_Task objective_: Retype the data below from the line containing "white house | locate" through the end of the data, keeping both ends.

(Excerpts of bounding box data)
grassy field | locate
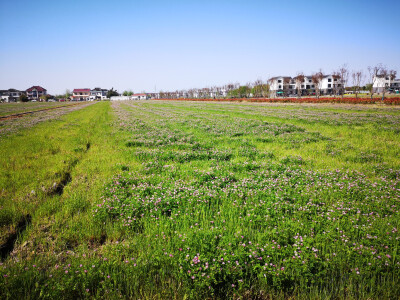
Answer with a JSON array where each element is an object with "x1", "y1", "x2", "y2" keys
[
  {"x1": 0, "y1": 102, "x2": 76, "y2": 117},
  {"x1": 0, "y1": 101, "x2": 400, "y2": 299}
]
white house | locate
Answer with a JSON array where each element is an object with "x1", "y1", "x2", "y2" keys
[
  {"x1": 269, "y1": 75, "x2": 342, "y2": 96},
  {"x1": 131, "y1": 93, "x2": 148, "y2": 100},
  {"x1": 0, "y1": 89, "x2": 24, "y2": 102},
  {"x1": 320, "y1": 75, "x2": 342, "y2": 95},
  {"x1": 372, "y1": 75, "x2": 400, "y2": 93},
  {"x1": 110, "y1": 96, "x2": 132, "y2": 101},
  {"x1": 90, "y1": 88, "x2": 108, "y2": 100}
]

_Task response_:
white house | locate
Answer with a JSON array where each element is an object with "x1", "y1", "x2", "y2" keys
[
  {"x1": 269, "y1": 75, "x2": 342, "y2": 96},
  {"x1": 131, "y1": 93, "x2": 148, "y2": 100},
  {"x1": 0, "y1": 89, "x2": 24, "y2": 102},
  {"x1": 320, "y1": 75, "x2": 342, "y2": 95},
  {"x1": 372, "y1": 75, "x2": 400, "y2": 93},
  {"x1": 110, "y1": 96, "x2": 132, "y2": 101},
  {"x1": 90, "y1": 88, "x2": 108, "y2": 100}
]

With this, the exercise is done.